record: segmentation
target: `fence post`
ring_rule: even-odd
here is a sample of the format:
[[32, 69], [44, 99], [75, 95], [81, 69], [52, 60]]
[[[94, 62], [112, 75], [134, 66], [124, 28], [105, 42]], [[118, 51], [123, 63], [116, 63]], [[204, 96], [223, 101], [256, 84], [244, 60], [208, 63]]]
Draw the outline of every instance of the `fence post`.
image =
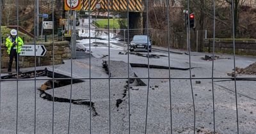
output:
[[196, 30], [196, 52], [198, 52], [198, 31]]
[[125, 29], [124, 30], [124, 42], [125, 43]]
[[205, 30], [205, 39], [207, 38], [207, 30]]

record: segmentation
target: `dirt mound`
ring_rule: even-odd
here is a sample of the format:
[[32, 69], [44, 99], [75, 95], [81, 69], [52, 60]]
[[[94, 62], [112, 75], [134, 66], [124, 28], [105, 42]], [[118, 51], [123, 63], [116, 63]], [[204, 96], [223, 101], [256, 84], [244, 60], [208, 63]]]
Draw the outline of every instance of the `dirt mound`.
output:
[[[236, 74], [256, 75], [256, 63], [254, 63], [245, 68], [236, 68]], [[228, 76], [234, 76], [234, 73], [228, 73]]]

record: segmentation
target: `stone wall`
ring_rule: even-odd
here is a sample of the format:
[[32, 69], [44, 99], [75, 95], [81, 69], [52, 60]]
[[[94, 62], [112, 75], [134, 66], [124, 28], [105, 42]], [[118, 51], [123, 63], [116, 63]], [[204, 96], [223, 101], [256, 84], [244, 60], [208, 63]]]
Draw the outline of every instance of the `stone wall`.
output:
[[[204, 41], [205, 52], [212, 52], [212, 39]], [[216, 39], [215, 52], [223, 54], [233, 54], [233, 40], [231, 39]], [[239, 55], [256, 56], [256, 40], [236, 40], [236, 54]]]
[[[36, 57], [36, 66], [47, 66], [52, 64], [52, 43], [38, 43], [44, 45], [47, 52], [44, 57]], [[70, 59], [71, 51], [69, 47], [70, 43], [67, 41], [54, 42], [54, 64], [62, 64], [63, 59]], [[1, 45], [1, 68], [7, 68], [9, 62], [9, 55], [6, 52], [7, 48], [4, 45]], [[19, 64], [20, 68], [35, 66], [35, 57], [19, 56]], [[13, 68], [15, 68], [15, 62], [13, 59]]]

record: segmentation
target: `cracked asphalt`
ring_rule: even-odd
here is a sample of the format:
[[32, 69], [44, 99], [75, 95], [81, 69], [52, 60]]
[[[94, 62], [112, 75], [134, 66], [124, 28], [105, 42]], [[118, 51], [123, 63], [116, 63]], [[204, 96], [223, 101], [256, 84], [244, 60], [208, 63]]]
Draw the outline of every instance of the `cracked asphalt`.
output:
[[[84, 32], [88, 29], [84, 26]], [[82, 27], [78, 27], [81, 29]], [[92, 33], [93, 31], [92, 31]], [[83, 36], [87, 36], [83, 33]], [[100, 37], [100, 36], [99, 36]], [[170, 87], [169, 70], [166, 69], [149, 69], [150, 78], [141, 78], [146, 86], [140, 86], [134, 82], [127, 86], [128, 68], [129, 76], [135, 73], [138, 77], [147, 78], [147, 68], [128, 66], [127, 47], [122, 41], [111, 38], [110, 45], [106, 35], [102, 39], [92, 40], [91, 64], [88, 52], [77, 52], [77, 59], [65, 60], [63, 64], [54, 66], [54, 71], [80, 78], [83, 82], [72, 86], [72, 100], [81, 103], [71, 104], [70, 133], [90, 133], [90, 105], [81, 105], [82, 101], [90, 102], [91, 96], [93, 103], [92, 108], [92, 133], [128, 133], [129, 129], [129, 111], [130, 111], [131, 133], [144, 133], [146, 121], [146, 105], [148, 99], [147, 114], [147, 133], [170, 133], [170, 110], [172, 107], [172, 131], [173, 133], [193, 133], [193, 105], [191, 88], [189, 79], [172, 79]], [[77, 46], [89, 50], [88, 39], [77, 40]], [[97, 45], [93, 46], [93, 45]], [[110, 48], [110, 56], [108, 48]], [[152, 54], [162, 55], [159, 58], [150, 58], [152, 65], [168, 66], [168, 52], [156, 47]], [[180, 52], [179, 50], [175, 50]], [[124, 54], [120, 54], [119, 52]], [[170, 66], [189, 68], [189, 56], [182, 54], [170, 53]], [[145, 52], [140, 54], [147, 54]], [[191, 74], [195, 78], [211, 77], [212, 61], [201, 59], [207, 53], [191, 53]], [[227, 73], [234, 68], [232, 56], [216, 54], [225, 57], [214, 61], [215, 77], [228, 77]], [[167, 57], [166, 57], [167, 56]], [[111, 61], [108, 59], [110, 58]], [[230, 58], [230, 59], [229, 59]], [[103, 60], [108, 61], [112, 78], [102, 68]], [[256, 62], [255, 57], [239, 56], [236, 57], [236, 66], [244, 68]], [[148, 59], [141, 55], [129, 55], [129, 63], [148, 64]], [[110, 63], [110, 64], [109, 64]], [[91, 68], [90, 66], [91, 66]], [[48, 66], [51, 68], [52, 66]], [[38, 68], [44, 67], [38, 67]], [[90, 80], [90, 68], [91, 77]], [[23, 68], [23, 71], [33, 68]], [[1, 76], [6, 74], [1, 74]], [[171, 70], [173, 78], [189, 78], [189, 70]], [[248, 76], [240, 75], [239, 77]], [[250, 75], [250, 77], [256, 77]], [[231, 78], [231, 77], [230, 77]], [[38, 90], [45, 82], [46, 77], [36, 78], [36, 81], [20, 80], [1, 82], [0, 133], [14, 133], [16, 128], [17, 92], [18, 92], [18, 133], [34, 133], [34, 114], [36, 110], [36, 133], [51, 133], [52, 115], [54, 115], [54, 133], [66, 133], [68, 123], [68, 102], [55, 101], [52, 114], [52, 99], [44, 98]], [[98, 78], [98, 79], [97, 79]], [[28, 80], [28, 79], [26, 79]], [[236, 133], [236, 107], [234, 81], [214, 80], [214, 93], [215, 101], [216, 130], [218, 133]], [[196, 84], [200, 81], [200, 84]], [[110, 84], [110, 85], [109, 85]], [[19, 88], [17, 90], [18, 84]], [[196, 131], [201, 133], [213, 133], [212, 88], [211, 79], [193, 80], [192, 86], [195, 98]], [[256, 131], [256, 90], [254, 81], [237, 81], [238, 117], [240, 133], [255, 133]], [[91, 94], [90, 94], [91, 87]], [[109, 90], [109, 87], [110, 90]], [[58, 98], [70, 100], [71, 86], [45, 91], [45, 93]], [[170, 106], [171, 91], [172, 107]], [[147, 92], [148, 91], [148, 98]], [[41, 96], [40, 96], [41, 94]], [[91, 95], [91, 96], [90, 96]], [[110, 96], [109, 96], [110, 95]], [[35, 101], [35, 100], [36, 101]], [[83, 101], [83, 102], [84, 102]], [[35, 107], [36, 102], [36, 107]], [[110, 104], [110, 105], [109, 105]], [[109, 109], [110, 108], [110, 109]], [[97, 114], [95, 114], [95, 112]], [[109, 128], [109, 112], [111, 128]]]

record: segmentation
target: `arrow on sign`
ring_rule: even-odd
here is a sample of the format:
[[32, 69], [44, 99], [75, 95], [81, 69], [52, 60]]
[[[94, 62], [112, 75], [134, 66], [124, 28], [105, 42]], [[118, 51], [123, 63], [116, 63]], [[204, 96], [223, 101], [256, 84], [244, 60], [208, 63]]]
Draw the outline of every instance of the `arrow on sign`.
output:
[[37, 50], [37, 51], [36, 51], [36, 52], [38, 52], [39, 54], [41, 54], [41, 55], [40, 55], [41, 56], [44, 56], [44, 55], [46, 53], [45, 47], [44, 47], [44, 45], [41, 45], [41, 48], [42, 48], [36, 50]]
[[43, 45], [24, 45], [21, 48], [20, 56], [35, 56], [35, 51], [36, 56], [43, 57], [46, 54], [46, 48]]

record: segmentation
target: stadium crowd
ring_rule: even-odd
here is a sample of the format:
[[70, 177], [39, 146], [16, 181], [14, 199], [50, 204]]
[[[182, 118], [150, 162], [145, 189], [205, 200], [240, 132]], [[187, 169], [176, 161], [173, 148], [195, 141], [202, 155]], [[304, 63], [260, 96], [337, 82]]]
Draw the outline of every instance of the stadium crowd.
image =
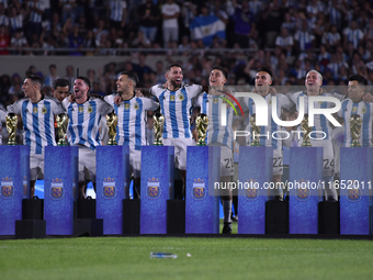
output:
[[[359, 0], [1, 0], [0, 55], [137, 57], [136, 63], [115, 58], [87, 71], [91, 92], [102, 96], [115, 92], [123, 70], [137, 74], [139, 88], [163, 83], [169, 63], [183, 66], [185, 82], [202, 86], [214, 65], [228, 72], [230, 86], [253, 85], [262, 66], [272, 70], [273, 86], [304, 85], [310, 69], [323, 74], [324, 85], [346, 86], [351, 74], [372, 85], [372, 13], [371, 1]], [[215, 16], [225, 26], [210, 45], [194, 40], [191, 31], [193, 20], [203, 16]], [[154, 68], [146, 64], [152, 55], [163, 57]], [[188, 59], [174, 60], [174, 55]], [[49, 72], [30, 66], [3, 74], [0, 108], [23, 97], [29, 75], [38, 75], [42, 92], [52, 96], [54, 80], [68, 78], [72, 85], [74, 71], [72, 65], [60, 69], [50, 64]]]
[[[144, 48], [138, 64], [90, 71], [93, 90], [102, 94], [115, 91], [121, 70], [137, 72], [139, 87], [163, 81], [160, 74], [172, 55], [189, 57], [183, 65], [187, 82], [206, 82], [211, 67], [221, 65], [229, 74], [228, 85], [253, 85], [260, 66], [271, 68], [273, 85], [302, 85], [310, 69], [321, 72], [327, 85], [346, 85], [351, 74], [371, 83], [372, 15], [372, 2], [359, 0], [1, 0], [0, 55], [132, 55]], [[208, 16], [217, 18], [225, 30], [207, 45], [204, 38], [194, 40], [192, 25]], [[145, 64], [154, 54], [165, 55], [156, 69]], [[52, 79], [38, 72], [46, 87], [61, 76], [52, 71]], [[22, 94], [22, 76], [1, 77], [2, 105]]]

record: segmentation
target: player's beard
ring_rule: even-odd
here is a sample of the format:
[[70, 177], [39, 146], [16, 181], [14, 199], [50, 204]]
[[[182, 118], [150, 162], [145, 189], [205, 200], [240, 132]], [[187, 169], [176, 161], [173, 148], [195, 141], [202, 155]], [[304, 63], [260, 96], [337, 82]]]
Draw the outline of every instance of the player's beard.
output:
[[176, 80], [170, 80], [170, 83], [174, 88], [180, 88], [181, 87], [181, 81], [178, 83]]

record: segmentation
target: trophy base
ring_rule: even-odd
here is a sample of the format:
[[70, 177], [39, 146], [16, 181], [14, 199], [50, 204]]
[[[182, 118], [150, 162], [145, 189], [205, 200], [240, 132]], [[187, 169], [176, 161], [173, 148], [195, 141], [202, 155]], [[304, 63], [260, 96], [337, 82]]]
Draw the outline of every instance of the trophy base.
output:
[[152, 146], [163, 146], [163, 143], [161, 143], [160, 141], [155, 141]]
[[108, 146], [117, 146], [116, 141], [109, 141]]
[[260, 143], [252, 143], [250, 147], [260, 147]]

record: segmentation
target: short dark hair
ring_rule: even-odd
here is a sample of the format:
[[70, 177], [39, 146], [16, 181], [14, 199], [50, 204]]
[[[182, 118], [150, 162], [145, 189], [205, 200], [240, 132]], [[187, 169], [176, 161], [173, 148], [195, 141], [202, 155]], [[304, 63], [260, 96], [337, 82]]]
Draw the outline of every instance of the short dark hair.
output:
[[76, 80], [77, 79], [83, 80], [86, 82], [86, 85], [88, 86], [88, 92], [91, 90], [91, 81], [88, 78], [86, 78], [83, 76], [79, 76], [79, 77], [76, 78]]
[[269, 76], [271, 76], [271, 79], [272, 79], [272, 71], [271, 71], [271, 69], [268, 68], [268, 67], [264, 67], [264, 66], [260, 67], [260, 68], [258, 69], [258, 72], [268, 72]]
[[349, 76], [349, 81], [357, 80], [360, 86], [366, 87], [368, 86], [368, 80], [365, 79], [364, 76], [361, 75], [350, 75]]
[[224, 78], [228, 79], [228, 72], [222, 66], [216, 65], [211, 70], [219, 70], [219, 71], [223, 72]]
[[27, 79], [30, 79], [33, 83], [36, 83], [41, 89], [43, 87], [43, 80], [37, 75], [30, 75], [27, 76]]
[[136, 85], [137, 85], [137, 82], [138, 82], [138, 79], [137, 79], [136, 74], [123, 71], [123, 72], [120, 72], [120, 76], [122, 76], [122, 75], [126, 75], [126, 76], [128, 77], [128, 79], [132, 80], [132, 81], [134, 82], [134, 88], [136, 87]]
[[70, 81], [67, 79], [57, 79], [53, 82], [53, 89], [57, 89], [58, 87], [64, 88], [66, 86], [70, 89]]
[[179, 67], [179, 68], [182, 69], [182, 67], [181, 67], [180, 64], [169, 64], [169, 65], [167, 66], [167, 71], [171, 70], [172, 67]]

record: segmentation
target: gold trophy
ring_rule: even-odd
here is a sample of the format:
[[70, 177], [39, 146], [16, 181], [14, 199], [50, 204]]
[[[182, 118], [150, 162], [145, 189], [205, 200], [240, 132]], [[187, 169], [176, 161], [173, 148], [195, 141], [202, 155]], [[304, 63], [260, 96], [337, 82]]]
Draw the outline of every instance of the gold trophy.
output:
[[352, 148], [361, 147], [360, 145], [360, 134], [361, 134], [361, 124], [363, 120], [359, 114], [353, 114], [350, 117], [350, 132], [351, 132], [351, 138], [352, 138]]
[[57, 128], [58, 128], [58, 143], [57, 146], [68, 146], [66, 139], [67, 125], [69, 123], [69, 117], [67, 114], [58, 114], [56, 117]]
[[14, 113], [9, 113], [7, 115], [7, 131], [9, 133], [8, 145], [14, 146], [16, 145], [15, 142], [15, 130], [18, 123], [18, 116]]
[[305, 133], [303, 134], [302, 147], [312, 147], [309, 133], [312, 132], [313, 127], [308, 126], [308, 114], [304, 115], [301, 126], [302, 126], [302, 131], [305, 131]]
[[162, 134], [163, 134], [165, 116], [161, 113], [155, 113], [152, 116], [152, 126], [155, 132], [155, 146], [163, 146]]
[[116, 146], [117, 143], [115, 138], [116, 138], [117, 116], [114, 112], [106, 115], [106, 125], [109, 127], [108, 146]]
[[250, 125], [251, 125], [251, 145], [250, 146], [251, 147], [260, 147], [260, 142], [259, 142], [260, 126], [257, 126], [256, 114], [252, 114], [250, 116]]
[[207, 133], [208, 117], [206, 114], [199, 114], [195, 119], [195, 126], [199, 133], [197, 146], [206, 146], [206, 133]]

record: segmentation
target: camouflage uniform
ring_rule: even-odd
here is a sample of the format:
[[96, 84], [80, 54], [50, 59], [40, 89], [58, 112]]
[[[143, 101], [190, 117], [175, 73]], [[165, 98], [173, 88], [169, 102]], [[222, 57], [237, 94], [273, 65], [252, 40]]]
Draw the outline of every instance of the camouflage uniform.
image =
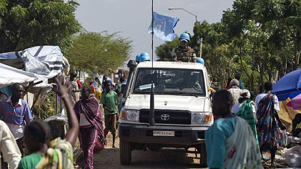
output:
[[172, 52], [172, 56], [176, 56], [178, 60], [184, 62], [193, 62], [197, 58], [196, 52], [190, 46], [187, 46], [186, 48], [181, 48], [181, 46], [175, 48]]

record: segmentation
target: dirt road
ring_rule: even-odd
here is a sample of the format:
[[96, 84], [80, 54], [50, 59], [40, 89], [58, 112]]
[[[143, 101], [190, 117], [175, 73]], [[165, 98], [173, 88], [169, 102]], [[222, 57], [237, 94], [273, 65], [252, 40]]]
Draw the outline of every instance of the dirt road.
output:
[[109, 134], [107, 139], [105, 149], [94, 156], [94, 168], [200, 168], [199, 155], [197, 158], [195, 154], [187, 156], [181, 148], [163, 148], [159, 152], [135, 150], [132, 152], [130, 165], [122, 166], [119, 162], [119, 139], [116, 139], [116, 148], [111, 148]]

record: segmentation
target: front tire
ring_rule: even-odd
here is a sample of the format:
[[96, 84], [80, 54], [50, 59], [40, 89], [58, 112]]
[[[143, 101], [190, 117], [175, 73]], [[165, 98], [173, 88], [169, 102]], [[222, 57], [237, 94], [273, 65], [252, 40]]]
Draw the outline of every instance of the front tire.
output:
[[131, 142], [122, 139], [119, 140], [120, 164], [127, 165], [131, 160]]
[[207, 167], [207, 152], [205, 143], [200, 145], [198, 152], [200, 152], [200, 164], [202, 167]]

WRITTEN PROBLEM: Give the material from its first line through the line containing "62], [13, 59]]]" as a Markdown table with the columns Row and Material line, numbering each row and skipping blank lines. Omit the pictures.

SOLUTION FOR THIS EXERCISE:
| Row | Material line |
|---|---|
| 1 | record: segmentation |
| 2 | target: `fence post` |
| 3 | ring_rule: even-odd |
| 4 | here is a sample of the format: |
| 5 | [[32, 69], [44, 99], [75, 95], [81, 69], [52, 60]] |
| 6 | [[[94, 62], [112, 75], [134, 66], [124, 28], [105, 42]], [[118, 51], [123, 63], [116, 63]], [[204, 96], [223, 101], [256, 84], [244, 60], [208, 63]]] |
| 7 | Draw the outline of every instance of the `fence post`. |
| 8 | image = |
| 9 | output: |
| 10 | [[196, 30], [196, 52], [198, 52], [198, 31]] |
| 11 | [[125, 29], [124, 30], [124, 42], [125, 43]] |
| 12 | [[205, 30], [205, 39], [207, 38], [207, 30]] |
| 13 | record: segmentation |
| 14 | target: `dirt mound` |
| 15 | ring_rule: even-odd |
| 16 | here is a sample of the format: |
| 17 | [[32, 69], [44, 99], [75, 95], [81, 69], [52, 60]] |
| 18 | [[[94, 62], [112, 75], [134, 66], [124, 28], [105, 42]], [[118, 51], [123, 63], [116, 63]], [[204, 96], [223, 101], [256, 84], [244, 60], [208, 63]]] |
| 19 | Draw the outline of every instance of the `dirt mound`. |
| 20 | output: |
| 21 | [[[236, 74], [256, 75], [256, 63], [254, 63], [245, 68], [236, 68]], [[228, 76], [234, 76], [234, 73], [228, 73]]] |
| 22 | record: segmentation |
| 23 | target: `stone wall` |
| 24 | ring_rule: even-odd |
| 25 | here is a sample of the format: |
| 26 | [[32, 69], [44, 99], [75, 95], [81, 69], [52, 60]] |
| 27 | [[[94, 62], [112, 75], [134, 66], [124, 28], [105, 42]], [[118, 51], [123, 63], [116, 63]], [[204, 96], [223, 101], [256, 84], [244, 60], [208, 63]]] |
| 28 | Draw the outline of every instance of the `stone wall`. |
| 29 | output: |
| 30 | [[[204, 41], [205, 52], [212, 52], [212, 39]], [[216, 39], [215, 52], [223, 54], [233, 54], [233, 40], [231, 39]], [[239, 55], [256, 56], [256, 40], [236, 40], [236, 54]]] |
| 31 | [[[36, 57], [36, 66], [47, 66], [52, 64], [52, 43], [38, 43], [44, 45], [47, 52], [44, 57]], [[70, 59], [71, 51], [69, 47], [70, 43], [67, 41], [54, 42], [54, 64], [62, 64], [63, 59]], [[1, 45], [1, 68], [7, 68], [9, 62], [9, 55], [6, 52], [7, 48], [4, 45]], [[19, 64], [20, 68], [35, 66], [35, 57], [19, 56]], [[13, 68], [15, 68], [15, 62], [13, 59]]] |